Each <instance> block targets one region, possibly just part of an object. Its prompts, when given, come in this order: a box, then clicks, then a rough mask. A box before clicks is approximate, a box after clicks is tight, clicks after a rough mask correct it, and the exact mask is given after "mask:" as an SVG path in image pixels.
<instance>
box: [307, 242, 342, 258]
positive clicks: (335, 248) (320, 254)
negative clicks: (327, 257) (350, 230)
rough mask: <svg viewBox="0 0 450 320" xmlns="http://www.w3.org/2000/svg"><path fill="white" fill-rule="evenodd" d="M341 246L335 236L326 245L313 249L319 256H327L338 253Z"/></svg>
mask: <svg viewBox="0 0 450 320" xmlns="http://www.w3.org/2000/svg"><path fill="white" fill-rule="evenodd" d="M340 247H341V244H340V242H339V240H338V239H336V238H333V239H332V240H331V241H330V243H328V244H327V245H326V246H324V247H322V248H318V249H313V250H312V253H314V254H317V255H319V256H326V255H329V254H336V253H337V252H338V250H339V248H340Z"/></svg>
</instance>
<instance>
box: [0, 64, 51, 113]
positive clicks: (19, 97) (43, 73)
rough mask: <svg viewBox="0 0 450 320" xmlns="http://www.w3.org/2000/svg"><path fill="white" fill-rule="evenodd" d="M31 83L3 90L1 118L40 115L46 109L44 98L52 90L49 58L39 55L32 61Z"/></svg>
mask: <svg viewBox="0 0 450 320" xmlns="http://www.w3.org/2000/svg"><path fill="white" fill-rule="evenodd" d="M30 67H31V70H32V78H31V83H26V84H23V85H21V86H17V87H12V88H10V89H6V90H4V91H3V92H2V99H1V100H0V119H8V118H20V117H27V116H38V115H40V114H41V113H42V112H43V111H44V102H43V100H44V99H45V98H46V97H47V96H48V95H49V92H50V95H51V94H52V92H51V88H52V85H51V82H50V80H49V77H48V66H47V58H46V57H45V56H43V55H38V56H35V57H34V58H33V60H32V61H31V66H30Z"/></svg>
________
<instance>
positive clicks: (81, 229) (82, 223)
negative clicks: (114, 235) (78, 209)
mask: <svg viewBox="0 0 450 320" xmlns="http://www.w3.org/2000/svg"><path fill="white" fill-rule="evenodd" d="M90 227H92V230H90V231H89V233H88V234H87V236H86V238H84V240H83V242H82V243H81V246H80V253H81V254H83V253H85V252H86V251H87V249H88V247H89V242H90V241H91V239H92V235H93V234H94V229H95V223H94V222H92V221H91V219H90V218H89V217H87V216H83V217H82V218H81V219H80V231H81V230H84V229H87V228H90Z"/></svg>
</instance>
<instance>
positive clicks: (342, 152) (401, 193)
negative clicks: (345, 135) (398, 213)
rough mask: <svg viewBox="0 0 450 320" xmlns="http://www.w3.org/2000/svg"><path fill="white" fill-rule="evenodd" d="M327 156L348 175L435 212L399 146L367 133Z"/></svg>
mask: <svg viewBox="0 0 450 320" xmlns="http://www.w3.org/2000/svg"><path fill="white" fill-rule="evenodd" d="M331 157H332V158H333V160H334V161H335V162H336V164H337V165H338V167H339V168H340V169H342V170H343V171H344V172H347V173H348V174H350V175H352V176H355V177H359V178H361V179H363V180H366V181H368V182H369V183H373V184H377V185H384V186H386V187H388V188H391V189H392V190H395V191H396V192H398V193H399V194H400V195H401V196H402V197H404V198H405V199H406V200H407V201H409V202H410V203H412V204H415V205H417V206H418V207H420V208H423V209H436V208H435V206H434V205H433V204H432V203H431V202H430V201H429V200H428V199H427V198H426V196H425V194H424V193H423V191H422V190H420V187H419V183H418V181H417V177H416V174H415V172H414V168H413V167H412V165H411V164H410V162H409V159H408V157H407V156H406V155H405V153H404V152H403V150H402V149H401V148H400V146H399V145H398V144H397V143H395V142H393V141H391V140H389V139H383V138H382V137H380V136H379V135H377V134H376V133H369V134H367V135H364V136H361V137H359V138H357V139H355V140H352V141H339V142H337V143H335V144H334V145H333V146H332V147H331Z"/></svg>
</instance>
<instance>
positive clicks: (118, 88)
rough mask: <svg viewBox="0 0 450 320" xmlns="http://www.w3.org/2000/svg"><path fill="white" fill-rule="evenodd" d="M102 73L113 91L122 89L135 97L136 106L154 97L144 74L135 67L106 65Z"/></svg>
________
* TASK DIRECTIONS *
Retype word for word everything in the listing above from the line that holds "box: [307, 242, 342, 258]" down to the line that holds "positive clicks: (19, 97) (43, 73)". Keep both end lines and leave out the rest.

* SOLUTION FOR THIS TASK *
box: [307, 242, 342, 258]
positive clicks: (335, 248) (320, 254)
negative clicks: (327, 257) (350, 230)
rough mask: <svg viewBox="0 0 450 320" xmlns="http://www.w3.org/2000/svg"><path fill="white" fill-rule="evenodd" d="M341 246L335 236L326 245L313 249L319 256H327L338 253Z"/></svg>
mask: <svg viewBox="0 0 450 320" xmlns="http://www.w3.org/2000/svg"><path fill="white" fill-rule="evenodd" d="M340 247H341V244H340V242H339V240H338V239H336V238H333V239H332V240H331V241H330V243H328V244H327V245H326V246H324V247H322V248H318V249H313V250H312V253H314V254H317V255H319V256H326V255H329V254H336V253H337V252H338V250H339V248H340Z"/></svg>
</instance>
<instance>
box: [0, 64, 51, 113]
positive clicks: (19, 97) (43, 73)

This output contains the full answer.